Übungsaufgaben |
a: Fasse den Absatz der Forendiskussion, der mit „Ich schaue mir gerne mal Lets Plays“ beginnt, als knappe Stichpunktliste zusammen. Behalte dabei seine wesentlichen Aussagen bei.
b: Schreibe aus der Forendiskussion den Abschnitt ab, der mit „Seltenst schaue ich“ einsetzt und sich bis einschließlich „(10. März 2013)“ erstreckt.

Vorliegender Textauszug |
⁂

Ansonsten schau ich auch noch einige andere die Retro Lps machen wie Doom, Duke3d usw. 
Gibt eigentlich keinen Tag wo net auf nem Monitor hier ein Lp nebenher lauft


----------



## DrWaikiki (2. März 2013)

Ich schau immer mal wieder Pietsmiet, ShuffleLP, Spark und ungespielt.



Sonst guck ich auf Youtube eher so Videos von LeFloid, Smosh, iBlali etc.


----------



## darthnerd (4. März 2013)

Gronkh musst schon immermal sein^^
Zurzeit schaue ich aber The Walking Dead an


----------



## bofferbrauer (7. März 2013)

Seltenst schaue ich mir let's plays an; dazu fehlt mir (leider) die Zeit 

Wenn, dann meist auch nur von Uralten Spieleperlen, vor allem Rollenspiele


----------



## Troollin (10. März 2013)

Ich schaue mir gerne mal Lets Plays von Spielen an, die ich mir eventuell anschaffen möchte (Dann aber nur die ersten max. 45 Min) oder die ich selbst auf keinen Fall kaufen werde (Wenn die Lets Player gut sind). 
Jedoch muss ich dazu sagen, dass es immer weniger wird. Dies liegt jedoch zum größten Teil an zwei Punkten:

1. Die Lets Player setzen auf Quantität statt Qualität. Das fiel mir bspw. bei PietSmiet auf. Früher habe ich es gern geschaut, aber mit zunehmender Abonnentenzahl, nahm (!!Meiner Meinung nach!!) leider die Qualität ab.

⁂

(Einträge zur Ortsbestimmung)
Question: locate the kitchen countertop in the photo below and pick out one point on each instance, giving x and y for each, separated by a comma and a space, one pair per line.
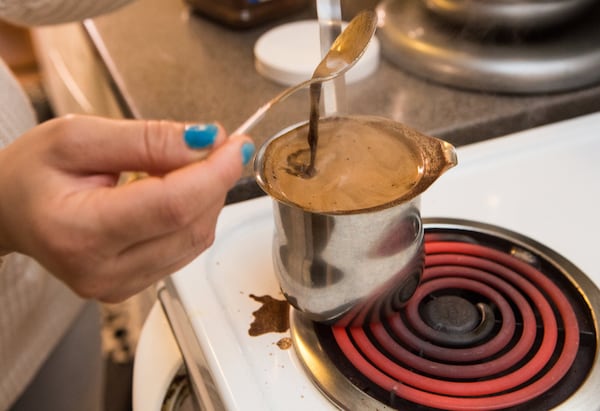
168, 63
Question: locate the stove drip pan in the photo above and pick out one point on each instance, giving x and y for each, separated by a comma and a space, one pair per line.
559, 59
498, 322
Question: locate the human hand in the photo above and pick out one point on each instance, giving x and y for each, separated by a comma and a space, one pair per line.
60, 202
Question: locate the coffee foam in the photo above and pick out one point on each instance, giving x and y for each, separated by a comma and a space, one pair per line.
359, 165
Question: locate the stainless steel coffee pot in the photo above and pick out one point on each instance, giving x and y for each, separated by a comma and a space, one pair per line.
352, 267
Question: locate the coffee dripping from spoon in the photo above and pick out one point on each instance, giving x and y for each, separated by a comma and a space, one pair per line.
343, 54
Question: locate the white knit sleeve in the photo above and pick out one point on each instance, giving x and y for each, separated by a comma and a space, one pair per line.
42, 12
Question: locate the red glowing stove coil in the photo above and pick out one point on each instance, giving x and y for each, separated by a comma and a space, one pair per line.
503, 362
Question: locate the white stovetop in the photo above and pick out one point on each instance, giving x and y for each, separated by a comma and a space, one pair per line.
540, 183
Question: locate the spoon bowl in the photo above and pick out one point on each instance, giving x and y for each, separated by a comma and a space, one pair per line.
343, 54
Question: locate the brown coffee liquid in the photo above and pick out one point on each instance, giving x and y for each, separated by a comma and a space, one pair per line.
360, 165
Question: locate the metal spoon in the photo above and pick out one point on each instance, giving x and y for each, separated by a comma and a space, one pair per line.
345, 51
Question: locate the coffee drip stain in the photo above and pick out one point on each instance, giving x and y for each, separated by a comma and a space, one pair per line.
271, 317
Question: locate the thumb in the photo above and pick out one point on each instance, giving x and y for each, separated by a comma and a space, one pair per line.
94, 144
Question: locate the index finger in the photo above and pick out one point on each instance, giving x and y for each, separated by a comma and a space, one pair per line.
155, 206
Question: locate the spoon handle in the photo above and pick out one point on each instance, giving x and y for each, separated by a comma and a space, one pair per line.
260, 113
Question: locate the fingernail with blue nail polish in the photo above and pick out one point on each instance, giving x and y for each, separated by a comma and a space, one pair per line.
247, 152
200, 135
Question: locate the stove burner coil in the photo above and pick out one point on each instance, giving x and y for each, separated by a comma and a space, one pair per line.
472, 267
485, 330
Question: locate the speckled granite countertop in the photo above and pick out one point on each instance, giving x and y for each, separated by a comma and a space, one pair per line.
168, 63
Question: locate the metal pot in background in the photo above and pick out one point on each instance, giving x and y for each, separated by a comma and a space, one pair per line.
509, 15
350, 267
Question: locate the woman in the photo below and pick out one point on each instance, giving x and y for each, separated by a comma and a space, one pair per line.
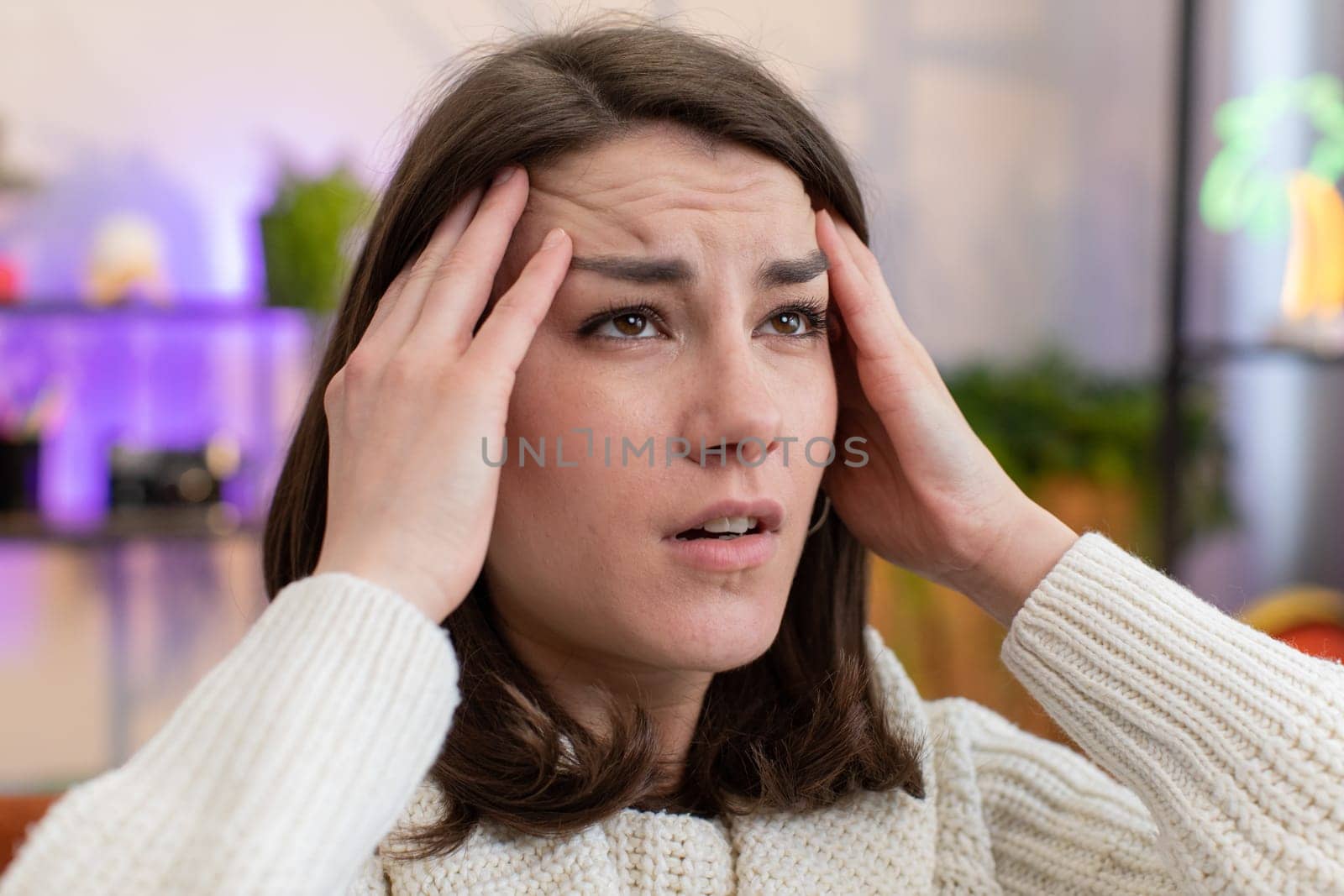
656, 674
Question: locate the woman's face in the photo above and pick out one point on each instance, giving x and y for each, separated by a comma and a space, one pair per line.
584, 559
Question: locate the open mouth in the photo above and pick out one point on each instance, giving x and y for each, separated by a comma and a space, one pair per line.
723, 528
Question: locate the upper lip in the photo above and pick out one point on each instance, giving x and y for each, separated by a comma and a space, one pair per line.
768, 512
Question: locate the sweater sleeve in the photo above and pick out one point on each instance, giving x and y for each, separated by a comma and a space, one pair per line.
281, 770
1229, 741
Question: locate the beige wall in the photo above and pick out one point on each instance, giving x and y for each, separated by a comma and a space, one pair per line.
1014, 150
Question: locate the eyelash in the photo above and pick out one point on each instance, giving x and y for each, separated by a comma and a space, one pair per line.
812, 311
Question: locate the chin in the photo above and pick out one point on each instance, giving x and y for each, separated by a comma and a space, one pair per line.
717, 641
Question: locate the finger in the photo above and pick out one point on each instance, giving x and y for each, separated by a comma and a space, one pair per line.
501, 342
904, 342
871, 327
463, 284
401, 304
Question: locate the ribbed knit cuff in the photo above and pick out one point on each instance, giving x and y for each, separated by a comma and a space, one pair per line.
284, 768
1225, 732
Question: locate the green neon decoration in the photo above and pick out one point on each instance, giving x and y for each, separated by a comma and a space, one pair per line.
1234, 195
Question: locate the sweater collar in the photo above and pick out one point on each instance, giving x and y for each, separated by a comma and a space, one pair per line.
866, 842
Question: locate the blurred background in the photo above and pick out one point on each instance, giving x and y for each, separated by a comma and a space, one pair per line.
1115, 226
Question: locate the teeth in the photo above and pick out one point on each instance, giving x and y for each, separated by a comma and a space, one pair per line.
738, 524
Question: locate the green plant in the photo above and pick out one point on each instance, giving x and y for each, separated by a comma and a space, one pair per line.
1052, 416
306, 233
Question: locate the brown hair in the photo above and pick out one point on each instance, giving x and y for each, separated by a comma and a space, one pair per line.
799, 727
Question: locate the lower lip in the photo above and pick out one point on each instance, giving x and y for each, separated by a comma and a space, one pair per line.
718, 555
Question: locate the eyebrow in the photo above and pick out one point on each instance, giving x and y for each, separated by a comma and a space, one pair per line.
781, 271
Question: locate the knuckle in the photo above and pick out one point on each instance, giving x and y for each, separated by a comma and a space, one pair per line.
515, 313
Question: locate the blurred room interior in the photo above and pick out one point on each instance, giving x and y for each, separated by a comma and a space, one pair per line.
1116, 226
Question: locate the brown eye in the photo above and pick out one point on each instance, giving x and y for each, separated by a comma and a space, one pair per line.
629, 324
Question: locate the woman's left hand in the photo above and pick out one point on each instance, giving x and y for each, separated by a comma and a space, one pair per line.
932, 497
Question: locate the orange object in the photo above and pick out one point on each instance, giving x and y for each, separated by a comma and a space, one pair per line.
1310, 618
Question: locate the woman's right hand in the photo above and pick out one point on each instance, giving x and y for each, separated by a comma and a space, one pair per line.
410, 499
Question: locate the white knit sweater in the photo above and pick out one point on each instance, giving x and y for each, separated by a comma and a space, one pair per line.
293, 759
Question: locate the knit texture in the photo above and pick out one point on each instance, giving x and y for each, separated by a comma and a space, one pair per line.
1215, 765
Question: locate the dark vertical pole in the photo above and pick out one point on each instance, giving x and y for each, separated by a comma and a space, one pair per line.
1173, 382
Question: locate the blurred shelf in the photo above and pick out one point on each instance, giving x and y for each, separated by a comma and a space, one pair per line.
195, 523
1206, 354
179, 311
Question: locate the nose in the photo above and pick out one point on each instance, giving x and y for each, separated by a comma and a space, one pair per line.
732, 405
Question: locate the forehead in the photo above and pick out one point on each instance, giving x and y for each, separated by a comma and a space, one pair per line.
664, 188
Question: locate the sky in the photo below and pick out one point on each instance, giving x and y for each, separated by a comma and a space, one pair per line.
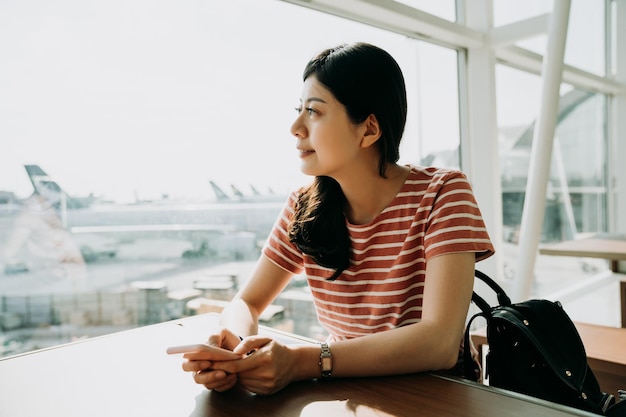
138, 99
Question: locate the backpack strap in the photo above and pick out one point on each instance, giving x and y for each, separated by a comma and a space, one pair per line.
503, 299
469, 370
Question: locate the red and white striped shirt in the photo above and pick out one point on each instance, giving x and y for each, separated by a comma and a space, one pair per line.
434, 213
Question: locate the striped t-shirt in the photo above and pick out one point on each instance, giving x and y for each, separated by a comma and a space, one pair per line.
434, 213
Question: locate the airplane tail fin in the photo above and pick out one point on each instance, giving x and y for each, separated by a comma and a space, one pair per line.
236, 191
43, 184
219, 193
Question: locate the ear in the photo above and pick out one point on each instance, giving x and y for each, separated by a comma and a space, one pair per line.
372, 131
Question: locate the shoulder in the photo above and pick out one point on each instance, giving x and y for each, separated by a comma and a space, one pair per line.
434, 177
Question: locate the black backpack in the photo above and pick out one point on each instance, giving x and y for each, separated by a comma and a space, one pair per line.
535, 349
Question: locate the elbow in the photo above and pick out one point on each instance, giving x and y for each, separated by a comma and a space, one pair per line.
446, 356
450, 359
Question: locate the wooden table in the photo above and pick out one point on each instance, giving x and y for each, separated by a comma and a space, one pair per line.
129, 374
603, 245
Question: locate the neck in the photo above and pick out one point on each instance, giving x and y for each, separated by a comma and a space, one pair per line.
370, 194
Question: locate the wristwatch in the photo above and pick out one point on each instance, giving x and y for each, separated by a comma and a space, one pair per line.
326, 361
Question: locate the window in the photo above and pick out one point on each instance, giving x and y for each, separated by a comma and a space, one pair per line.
577, 193
123, 113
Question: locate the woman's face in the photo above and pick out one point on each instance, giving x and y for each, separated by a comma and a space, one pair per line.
327, 141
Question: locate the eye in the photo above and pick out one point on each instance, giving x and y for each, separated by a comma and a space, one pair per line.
311, 111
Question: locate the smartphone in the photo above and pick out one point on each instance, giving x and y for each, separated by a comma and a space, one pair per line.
209, 352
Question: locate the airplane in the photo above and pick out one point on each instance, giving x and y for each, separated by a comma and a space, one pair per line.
225, 225
238, 195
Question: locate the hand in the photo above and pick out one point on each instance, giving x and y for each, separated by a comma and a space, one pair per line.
203, 370
268, 369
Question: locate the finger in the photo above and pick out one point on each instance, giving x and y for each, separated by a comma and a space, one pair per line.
196, 365
251, 344
227, 383
212, 378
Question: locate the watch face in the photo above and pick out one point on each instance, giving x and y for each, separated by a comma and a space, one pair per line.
327, 364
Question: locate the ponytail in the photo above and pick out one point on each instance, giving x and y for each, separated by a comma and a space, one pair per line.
319, 227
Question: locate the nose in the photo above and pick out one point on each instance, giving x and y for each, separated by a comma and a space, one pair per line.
297, 127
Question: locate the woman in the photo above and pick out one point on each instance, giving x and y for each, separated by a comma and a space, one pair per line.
388, 250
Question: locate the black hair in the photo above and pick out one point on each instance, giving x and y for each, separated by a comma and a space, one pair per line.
366, 80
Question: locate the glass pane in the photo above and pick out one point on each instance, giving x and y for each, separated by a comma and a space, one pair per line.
124, 113
446, 9
577, 184
586, 40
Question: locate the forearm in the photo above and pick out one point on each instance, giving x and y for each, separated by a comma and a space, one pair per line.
415, 348
239, 318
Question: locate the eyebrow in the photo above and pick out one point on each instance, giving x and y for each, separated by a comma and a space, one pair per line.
310, 99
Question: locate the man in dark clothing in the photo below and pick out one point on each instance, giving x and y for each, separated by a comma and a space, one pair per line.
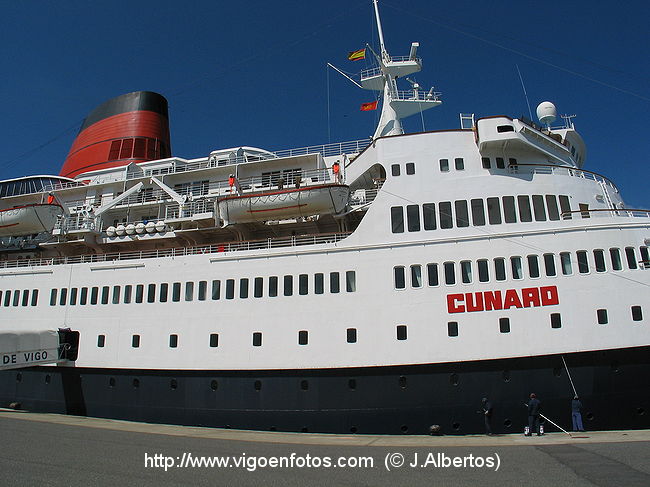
576, 416
487, 415
534, 405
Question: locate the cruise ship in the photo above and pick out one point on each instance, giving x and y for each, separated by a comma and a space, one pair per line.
382, 285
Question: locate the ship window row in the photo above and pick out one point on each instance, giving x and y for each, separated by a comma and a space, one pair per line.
18, 297
395, 169
534, 266
139, 148
258, 287
401, 331
479, 212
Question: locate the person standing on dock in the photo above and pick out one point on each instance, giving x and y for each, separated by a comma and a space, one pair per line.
576, 415
534, 406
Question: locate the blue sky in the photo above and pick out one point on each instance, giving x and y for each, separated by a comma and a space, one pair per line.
253, 73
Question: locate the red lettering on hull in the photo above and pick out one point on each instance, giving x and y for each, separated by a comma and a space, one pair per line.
530, 297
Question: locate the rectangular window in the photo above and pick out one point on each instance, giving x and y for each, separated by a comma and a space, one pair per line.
319, 283
565, 260
516, 267
335, 285
450, 273
303, 284
500, 269
288, 285
538, 208
273, 286
478, 212
397, 219
549, 265
258, 287
351, 335
553, 210
350, 281
466, 271
94, 294
615, 255
151, 293
116, 294
303, 337
446, 218
413, 218
230, 289
243, 288
462, 215
189, 291
524, 208
533, 266
401, 332
429, 216
565, 207
203, 288
416, 275
432, 274
216, 289
504, 325
483, 270
494, 211
583, 263
630, 255
452, 328
556, 320
509, 212
599, 258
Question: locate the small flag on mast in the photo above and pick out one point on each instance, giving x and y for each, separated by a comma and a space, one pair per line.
357, 55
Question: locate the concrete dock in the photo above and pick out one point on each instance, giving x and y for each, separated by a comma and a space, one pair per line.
50, 449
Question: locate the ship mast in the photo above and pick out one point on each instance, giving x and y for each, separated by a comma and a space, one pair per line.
396, 104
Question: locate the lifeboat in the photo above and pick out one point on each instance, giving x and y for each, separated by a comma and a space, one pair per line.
28, 219
283, 204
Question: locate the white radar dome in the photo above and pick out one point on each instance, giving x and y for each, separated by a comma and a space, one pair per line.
546, 112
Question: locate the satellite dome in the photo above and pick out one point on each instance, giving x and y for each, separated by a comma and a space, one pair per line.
546, 112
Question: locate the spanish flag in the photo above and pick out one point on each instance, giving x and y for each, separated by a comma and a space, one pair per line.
366, 107
357, 55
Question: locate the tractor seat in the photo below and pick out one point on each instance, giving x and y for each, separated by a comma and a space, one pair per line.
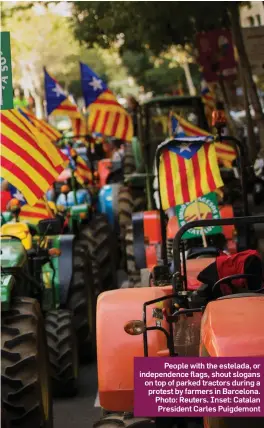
19, 230
238, 295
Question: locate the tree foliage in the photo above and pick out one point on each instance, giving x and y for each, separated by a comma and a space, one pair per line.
157, 25
158, 79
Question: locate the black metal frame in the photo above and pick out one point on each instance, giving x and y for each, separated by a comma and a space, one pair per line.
241, 153
180, 279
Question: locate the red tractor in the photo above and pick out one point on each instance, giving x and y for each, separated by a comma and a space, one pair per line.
182, 315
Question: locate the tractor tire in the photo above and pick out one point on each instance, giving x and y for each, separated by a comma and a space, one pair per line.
102, 246
63, 352
132, 271
26, 386
82, 302
116, 420
129, 164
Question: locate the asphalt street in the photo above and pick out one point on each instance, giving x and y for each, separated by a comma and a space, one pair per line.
83, 410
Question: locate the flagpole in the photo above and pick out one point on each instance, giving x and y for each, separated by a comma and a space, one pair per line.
199, 218
47, 206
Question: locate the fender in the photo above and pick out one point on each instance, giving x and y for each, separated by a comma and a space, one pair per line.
108, 202
147, 238
116, 176
116, 349
7, 284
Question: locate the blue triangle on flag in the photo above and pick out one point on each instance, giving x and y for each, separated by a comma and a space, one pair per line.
186, 150
92, 85
55, 95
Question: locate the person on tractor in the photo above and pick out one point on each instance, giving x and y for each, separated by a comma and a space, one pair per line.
118, 151
132, 108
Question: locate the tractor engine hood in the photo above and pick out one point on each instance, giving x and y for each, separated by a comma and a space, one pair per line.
13, 253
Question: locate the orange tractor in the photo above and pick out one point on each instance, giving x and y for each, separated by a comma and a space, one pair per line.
183, 316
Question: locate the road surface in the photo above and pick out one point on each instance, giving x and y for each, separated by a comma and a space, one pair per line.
83, 410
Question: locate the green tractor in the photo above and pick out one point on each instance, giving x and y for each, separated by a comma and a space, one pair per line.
48, 316
135, 195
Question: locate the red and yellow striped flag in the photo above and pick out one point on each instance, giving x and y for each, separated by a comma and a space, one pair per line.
225, 153
108, 117
66, 108
44, 143
34, 214
24, 163
186, 172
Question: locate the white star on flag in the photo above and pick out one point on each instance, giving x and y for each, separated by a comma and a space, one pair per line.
59, 91
185, 148
18, 195
96, 84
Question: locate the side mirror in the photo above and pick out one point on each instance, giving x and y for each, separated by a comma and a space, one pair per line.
134, 327
51, 226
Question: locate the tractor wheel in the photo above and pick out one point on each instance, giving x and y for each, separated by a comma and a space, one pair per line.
132, 271
116, 420
102, 246
26, 387
63, 352
82, 301
129, 160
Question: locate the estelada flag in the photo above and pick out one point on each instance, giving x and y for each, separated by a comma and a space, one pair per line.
208, 97
58, 102
30, 214
188, 169
180, 127
106, 115
24, 164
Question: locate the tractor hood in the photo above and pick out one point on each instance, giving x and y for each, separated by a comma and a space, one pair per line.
13, 253
233, 327
7, 283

⁂

Lösungen der Aufgaben |
a:
- Gern angeschaut werden Let's Plays zu Spielen, deren Anschaffung erwogen wird, dann aber nur die ersten höchstens 45 Minuten.
- Gern angeschaut werden auch Let's Plays zu Spielen, die auf keinen Fall gekauft werden, sofern die Let's Player gut sind.
- Das Anschauen wird jedoch immer weniger.
- Das liegt zum größten Teil an zwei Punkten.

b:
Seltenst schaue ich mir let's plays an; dazu fehlt mir (leider) die Zeit 

Wenn, dann meist auch nur von Uralten Spieleperlen, vor allem Rollenspiele


----------



## Troollin (10. März 2013)